> [Instruction]:
Continue the blog post about booking a Hasil Adkins gig in Cincinnati, picking up after its last sentence and ignoring the entries.

[begin Text block]

Sunday, February 16, 2020

Nurse the Hate: The Cincinnati Hasil Adkins Gig



I had received an email seeking information about a Hasil Adkins gig I had booked in Cincinnati at the Southgate in what seems like a thousand years ago.  Billy Catfish asked me about details about how the show came together.  It was like trying to remember a disconcerting dream that leaves you off-kilter the entire next morning after waking.  The pieces started to fall into place, but I will admit some sizeable gaps.  This is what I remember, but don’t hold me feet to the fire on this…

It was Summer.  That I can remember.  At least I think I do.  I had put together a record for Hasil on Shake It Records from cassette tapes of songs Hasil had sent me.  The tapes were crazy.  A song from the late 1950s would be immediately followed by one he recorded two nights earlier which would go straight into something from the 1970s.  There were two types of songs:  Fast Songs and Slow Songs.  He was adamant that the record be synced to go fast song/slow song/fast song/slow song.  I preferred almost all the fast songs which captured the insanity and reckless spirit of the man himself.  However, he was the artist.  Who was I to argue?  Eventually we titled it “Drinking My Life Away” and I believe it stands as one of the best records of his later period after he had been “discovered” by Fat Possum well after the landmark Norton reissues.

I can’t remember if the show was a “record release” show or not.  Trying to work things out with Hasil was never easy.  I would have late night conversations with him which would almost end up with him asking me for money.  “Greg!  Can you send me an advance!”  I think he was under the impression I was a big time record executive as opposed to a guy in a pair of shorts in his living room.  We had a history of playing shows together in West Virginia, but he could never seem to make the connection that I was the same guy from The Cowslingers.  Thus, each time I called him I had to reintroduce myself.  It was never easy.  If I asked him if he wanted to play on show May 6th for example, I would hear a response like this…  “Oh yeaaahhh I am going to be in Canada, New York, they love me in New York, and Dallas and they keep asking for me over the water so I got to get over there and…”  That’s great Hasil, but what about May 6th?  Repeat.

[end Text block]
[begin Extracted material]

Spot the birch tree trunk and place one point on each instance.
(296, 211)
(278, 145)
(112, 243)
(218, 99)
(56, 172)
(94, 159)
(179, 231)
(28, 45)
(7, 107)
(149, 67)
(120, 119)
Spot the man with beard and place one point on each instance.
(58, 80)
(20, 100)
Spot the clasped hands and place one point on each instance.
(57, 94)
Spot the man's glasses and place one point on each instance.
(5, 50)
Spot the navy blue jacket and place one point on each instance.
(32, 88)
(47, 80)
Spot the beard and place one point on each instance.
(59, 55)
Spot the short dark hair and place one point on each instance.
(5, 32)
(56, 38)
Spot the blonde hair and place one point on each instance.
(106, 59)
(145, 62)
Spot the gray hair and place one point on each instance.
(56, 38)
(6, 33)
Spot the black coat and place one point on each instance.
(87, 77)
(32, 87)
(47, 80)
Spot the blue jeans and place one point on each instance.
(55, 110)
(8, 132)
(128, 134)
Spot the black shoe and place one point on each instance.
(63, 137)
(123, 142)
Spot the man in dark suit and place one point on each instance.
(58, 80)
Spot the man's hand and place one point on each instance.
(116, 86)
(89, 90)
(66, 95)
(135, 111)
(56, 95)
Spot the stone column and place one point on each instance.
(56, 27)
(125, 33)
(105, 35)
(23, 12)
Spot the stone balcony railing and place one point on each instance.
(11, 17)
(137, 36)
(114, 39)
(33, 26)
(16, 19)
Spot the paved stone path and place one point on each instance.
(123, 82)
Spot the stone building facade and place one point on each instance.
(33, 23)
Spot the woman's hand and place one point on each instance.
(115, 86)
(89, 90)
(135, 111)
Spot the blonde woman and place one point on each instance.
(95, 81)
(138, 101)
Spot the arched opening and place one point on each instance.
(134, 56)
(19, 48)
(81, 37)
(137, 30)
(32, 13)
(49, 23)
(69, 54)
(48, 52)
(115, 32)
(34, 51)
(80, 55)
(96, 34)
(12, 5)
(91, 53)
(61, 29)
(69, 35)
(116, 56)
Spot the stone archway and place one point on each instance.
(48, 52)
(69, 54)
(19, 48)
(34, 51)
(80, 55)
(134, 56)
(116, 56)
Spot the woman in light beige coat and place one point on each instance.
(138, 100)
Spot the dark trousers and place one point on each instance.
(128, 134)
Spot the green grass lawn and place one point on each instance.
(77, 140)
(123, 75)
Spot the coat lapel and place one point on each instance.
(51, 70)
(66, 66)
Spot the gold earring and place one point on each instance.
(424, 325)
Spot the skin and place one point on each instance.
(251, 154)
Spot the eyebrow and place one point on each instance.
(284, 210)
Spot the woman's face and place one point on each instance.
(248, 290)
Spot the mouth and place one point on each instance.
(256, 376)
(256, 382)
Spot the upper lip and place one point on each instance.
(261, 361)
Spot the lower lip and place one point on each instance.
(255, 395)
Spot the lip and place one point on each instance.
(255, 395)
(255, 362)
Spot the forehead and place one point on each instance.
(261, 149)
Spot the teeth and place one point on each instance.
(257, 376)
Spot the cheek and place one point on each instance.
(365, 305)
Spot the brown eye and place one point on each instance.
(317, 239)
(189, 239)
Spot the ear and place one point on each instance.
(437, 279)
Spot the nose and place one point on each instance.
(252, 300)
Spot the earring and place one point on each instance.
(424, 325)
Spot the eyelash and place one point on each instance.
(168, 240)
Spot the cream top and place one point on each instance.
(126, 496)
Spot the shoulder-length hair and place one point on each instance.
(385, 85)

[end Extracted material]

> [Reply to the exercise]:
It was a difficult feat to get Hasil on the road.  He could forget about the gig, refuse to go, disappear, or just not feel like playing when you went to pick him up.  There was no way he could drive himself as he had lost his license decades ago over countless DUIs.  If you got lucky, he would climb in the car to go to the gig.  The problem was that as soon as he got in the car, he would start drinking.  If the gig was 30 minutes away at The Empty Glass, that was no problem.  If it was four hours away at the Grog Shop, that was a sticky wicket.  John Steele told me the trick was to water down vodka to keep him on the rails.  It was a technique that was at least functional.  To think that Fat Possum records put Hasil and T-Model Ford together on a bus tour still blows my mind.   

For the Cincinnati show, I gave the Southgate the complete caveat emptor.  I will book him, figure out how to get him there but I can’t guarantee any of it would happen as he could refuse to leave his trailer.  I gave my usual backup plan of two Cowslinger sets with a Hasil no-show.  “Sorry everybody, no Hasil!  Here’s a deep cut from Boot N Rally!”  (general murmur of disappointment)  The problem on my end was I didn’t want to have to drive to his trailer in Boone County WV just to ply him with alcohol to then immediately drive to Cincinnati.  I would need to dupe someone into it.

I want to apologize now for not remembering the man’s name that volunteered to get Hasil for us.  I think it was Jason.  This was one of the most heroic acts of all time agreeing to make this suicide run.   It makes firefighters look like cowards.  He should get priority boarding for all airplanes for life.  “Thank you for your service sir.”  I can’t recall how we got him to agree to it.  Someone volunteering for this mission must have had a Leo tie-in somewhere.  This was all pre-Google maps so I had to draw out directions complete with the tips on how to handle Hasil.  “OK, so when you pass the third guard rail you’ll notice a small dirt road.  DO NOT drive down it as you’ll bottom out your car, so park just down the road and walk until you see the City Bus on blocks in a clearing.  I would call about 45 minutes and again 15 minutes before you get there because if he forgets you’re coming he might shoot you.”  These were just some of the actual directions.  It was a real production.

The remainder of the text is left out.